● **Instructions to follow**
Change every "laid out like" in the listing below to "formatted as" and leave everything else untouched. Leave the pictures out of your copy.
___ Extracted entries ___
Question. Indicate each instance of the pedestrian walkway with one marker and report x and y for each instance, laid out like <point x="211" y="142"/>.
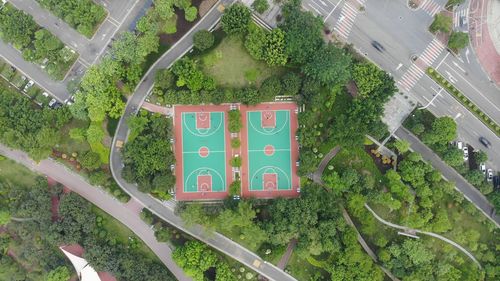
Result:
<point x="430" y="7"/>
<point x="417" y="69"/>
<point x="346" y="20"/>
<point x="469" y="191"/>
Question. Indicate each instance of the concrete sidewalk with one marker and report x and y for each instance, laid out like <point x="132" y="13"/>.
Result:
<point x="469" y="191"/>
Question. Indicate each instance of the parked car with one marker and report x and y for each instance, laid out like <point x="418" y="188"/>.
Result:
<point x="466" y="152"/>
<point x="482" y="168"/>
<point x="29" y="85"/>
<point x="490" y="175"/>
<point x="485" y="142"/>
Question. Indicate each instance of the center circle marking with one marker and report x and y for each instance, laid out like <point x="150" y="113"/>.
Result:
<point x="268" y="150"/>
<point x="203" y="151"/>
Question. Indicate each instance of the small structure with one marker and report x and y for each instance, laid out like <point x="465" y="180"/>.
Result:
<point x="83" y="269"/>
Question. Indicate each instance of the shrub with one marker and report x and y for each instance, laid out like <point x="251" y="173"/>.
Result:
<point x="203" y="40"/>
<point x="190" y="13"/>
<point x="260" y="6"/>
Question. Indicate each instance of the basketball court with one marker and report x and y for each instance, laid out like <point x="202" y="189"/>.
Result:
<point x="269" y="150"/>
<point x="202" y="151"/>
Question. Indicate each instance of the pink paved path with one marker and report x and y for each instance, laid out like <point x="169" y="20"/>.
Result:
<point x="481" y="39"/>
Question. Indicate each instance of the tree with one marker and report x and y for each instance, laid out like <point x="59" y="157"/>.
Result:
<point x="368" y="77"/>
<point x="303" y="33"/>
<point x="329" y="66"/>
<point x="291" y="83"/>
<point x="260" y="6"/>
<point x="236" y="19"/>
<point x="274" y="48"/>
<point x="270" y="88"/>
<point x="458" y="41"/>
<point x="441" y="23"/>
<point x="165" y="8"/>
<point x="90" y="161"/>
<point x="203" y="40"/>
<point x="481" y="156"/>
<point x="402" y="146"/>
<point x="191" y="13"/>
<point x="443" y="130"/>
<point x="61" y="273"/>
<point x="4" y="217"/>
<point x="475" y="177"/>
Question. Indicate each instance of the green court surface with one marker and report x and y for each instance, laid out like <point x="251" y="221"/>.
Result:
<point x="203" y="152"/>
<point x="269" y="151"/>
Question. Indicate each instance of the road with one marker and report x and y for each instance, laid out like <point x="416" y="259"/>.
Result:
<point x="121" y="13"/>
<point x="403" y="33"/>
<point x="469" y="191"/>
<point x="102" y="200"/>
<point x="166" y="211"/>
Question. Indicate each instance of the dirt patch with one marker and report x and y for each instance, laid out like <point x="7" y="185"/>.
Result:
<point x="378" y="160"/>
<point x="183" y="26"/>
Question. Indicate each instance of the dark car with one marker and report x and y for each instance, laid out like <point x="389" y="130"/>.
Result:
<point x="485" y="142"/>
<point x="378" y="46"/>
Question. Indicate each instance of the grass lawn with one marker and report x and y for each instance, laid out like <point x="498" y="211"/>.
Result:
<point x="15" y="173"/>
<point x="122" y="233"/>
<point x="231" y="66"/>
<point x="302" y="269"/>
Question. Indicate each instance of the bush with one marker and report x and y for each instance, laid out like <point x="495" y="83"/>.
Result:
<point x="236" y="19"/>
<point x="203" y="40"/>
<point x="190" y="13"/>
<point x="270" y="88"/>
<point x="260" y="6"/>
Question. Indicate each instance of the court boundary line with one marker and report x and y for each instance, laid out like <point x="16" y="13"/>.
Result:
<point x="273" y="132"/>
<point x="200" y="135"/>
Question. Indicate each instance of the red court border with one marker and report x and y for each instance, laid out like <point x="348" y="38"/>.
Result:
<point x="292" y="107"/>
<point x="177" y="128"/>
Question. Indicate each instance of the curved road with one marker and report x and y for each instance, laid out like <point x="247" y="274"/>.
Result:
<point x="102" y="200"/>
<point x="407" y="229"/>
<point x="166" y="212"/>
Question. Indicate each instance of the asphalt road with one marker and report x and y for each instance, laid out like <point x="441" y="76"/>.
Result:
<point x="166" y="211"/>
<point x="469" y="191"/>
<point x="90" y="50"/>
<point x="404" y="34"/>
<point x="102" y="200"/>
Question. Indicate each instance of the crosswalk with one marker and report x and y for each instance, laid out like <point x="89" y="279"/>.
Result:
<point x="414" y="73"/>
<point x="430" y="7"/>
<point x="346" y="20"/>
<point x="460" y="17"/>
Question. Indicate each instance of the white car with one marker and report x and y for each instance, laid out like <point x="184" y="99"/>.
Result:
<point x="52" y="102"/>
<point x="490" y="175"/>
<point x="482" y="168"/>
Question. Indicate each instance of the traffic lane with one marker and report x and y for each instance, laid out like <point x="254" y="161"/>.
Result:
<point x="469" y="128"/>
<point x="33" y="72"/>
<point x="485" y="95"/>
<point x="323" y="8"/>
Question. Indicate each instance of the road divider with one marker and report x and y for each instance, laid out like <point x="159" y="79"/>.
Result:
___
● **Full answer**
Question. Indicate each instance of the pedestrian walkway with one marker and report x and y for each instance, formatted as <point x="211" y="142"/>.
Result:
<point x="430" y="7"/>
<point x="417" y="69"/>
<point x="346" y="20"/>
<point x="469" y="191"/>
Question. Indicate each instance of the concrete sidewalk with one marker and report x and y for each instance, formatted as <point x="132" y="13"/>.
Result:
<point x="469" y="191"/>
Question. Indicate each instance of the parked car with one marker and report x and y for each instance, formatted as <point x="418" y="188"/>.
Result:
<point x="466" y="152"/>
<point x="482" y="168"/>
<point x="29" y="85"/>
<point x="490" y="175"/>
<point x="485" y="142"/>
Question. Indicate each instance of the center circle marking with one marker and report x and y for each instance, formatted as <point x="150" y="113"/>.
Result:
<point x="268" y="150"/>
<point x="203" y="151"/>
Question. Indicate each instance of the small structure with one marker and report x and y for each instance, formatted as <point x="465" y="180"/>.
Result:
<point x="83" y="269"/>
Question. Indicate each instance of the shrub with one marker and report x and y for each instance, formatted as <point x="251" y="173"/>.
Result:
<point x="203" y="40"/>
<point x="190" y="13"/>
<point x="260" y="6"/>
Question. Indicate each instance of the basketball court with one marker and report x and y for each instance, formatted as <point x="202" y="189"/>.
Result:
<point x="269" y="150"/>
<point x="202" y="151"/>
Question. Indicate each instance of the pink paved path with one marker and report x and y for each instance, formatted as <point x="169" y="20"/>.
Result:
<point x="481" y="39"/>
Question. Indicate each instance of the tree with one marker and report x and y for each instance, formatted as <point x="59" y="157"/>.
Result:
<point x="368" y="77"/>
<point x="303" y="33"/>
<point x="329" y="66"/>
<point x="291" y="83"/>
<point x="260" y="6"/>
<point x="236" y="19"/>
<point x="274" y="48"/>
<point x="270" y="88"/>
<point x="458" y="41"/>
<point x="441" y="23"/>
<point x="165" y="8"/>
<point x="90" y="161"/>
<point x="203" y="40"/>
<point x="481" y="156"/>
<point x="402" y="146"/>
<point x="191" y="13"/>
<point x="443" y="130"/>
<point x="61" y="273"/>
<point x="4" y="217"/>
<point x="475" y="177"/>
Question. Indicate each instance of the green court surface with one marker and report x and y for each instance, formatted as <point x="251" y="221"/>.
Result:
<point x="203" y="152"/>
<point x="269" y="151"/>
Question. Indicate each instance of the road with one marker and report x and y for each instance, formatted as <point x="416" y="259"/>.
Result:
<point x="121" y="13"/>
<point x="403" y="33"/>
<point x="469" y="191"/>
<point x="102" y="200"/>
<point x="166" y="211"/>
Question. Indicate each instance of the dirt patch with one marker and report x and y for each instance, formatted as <point x="7" y="185"/>.
Result:
<point x="378" y="160"/>
<point x="183" y="26"/>
Question. Indicate each instance of the dark car with one marker and report x and y for each instance, formatted as <point x="389" y="130"/>.
Result:
<point x="485" y="142"/>
<point x="378" y="46"/>
Question. Indicate each instance of the grass lawn with one marker and report x and y for each instance, formatted as <point x="498" y="211"/>.
Result:
<point x="15" y="173"/>
<point x="122" y="233"/>
<point x="231" y="66"/>
<point x="302" y="269"/>
Question. Indicate each instance of the bush with one marker and report x and y for each instance, formatted as <point x="495" y="83"/>.
Result:
<point x="236" y="19"/>
<point x="203" y="40"/>
<point x="190" y="13"/>
<point x="270" y="88"/>
<point x="260" y="6"/>
Question. Indicate each instance of the court boundary line with one marker and report x and y for each instance, formatted as <point x="16" y="13"/>.
Result:
<point x="273" y="132"/>
<point x="200" y="135"/>
Question. Indicate each instance of the red court border with one marker and report x and y for each instance, formatted as <point x="348" y="38"/>.
Result:
<point x="292" y="107"/>
<point x="177" y="128"/>
Question. Indicate each instance of the curved road with one marker and report x and y for each instance, formatted as <point x="247" y="274"/>.
Result:
<point x="102" y="200"/>
<point x="407" y="229"/>
<point x="166" y="212"/>
Question. Indicate each instance of the asphalt road with one marker and report x and y for each instance, formatted as <point x="441" y="76"/>.
Result:
<point x="166" y="211"/>
<point x="469" y="191"/>
<point x="90" y="50"/>
<point x="404" y="34"/>
<point x="102" y="200"/>
Question. Indicate each instance of the crosswalk with one marker and report x and y for each instance, formatted as <point x="89" y="279"/>.
Result:
<point x="414" y="73"/>
<point x="430" y="7"/>
<point x="346" y="20"/>
<point x="460" y="17"/>
Question. Indicate each instance of the white car with one marker and report x and y for each instance, formatted as <point x="184" y="99"/>.
Result:
<point x="52" y="102"/>
<point x="490" y="175"/>
<point x="482" y="168"/>
Question. Indicate each instance of the traffic lane with one marker and report x and y for each instance, formatted as <point x="254" y="161"/>.
Result:
<point x="469" y="128"/>
<point x="33" y="72"/>
<point x="485" y="95"/>
<point x="323" y="8"/>
Question. Indicate each instance of the road divider with one marker and report x and y for each instance, formatted as <point x="159" y="79"/>.
Result:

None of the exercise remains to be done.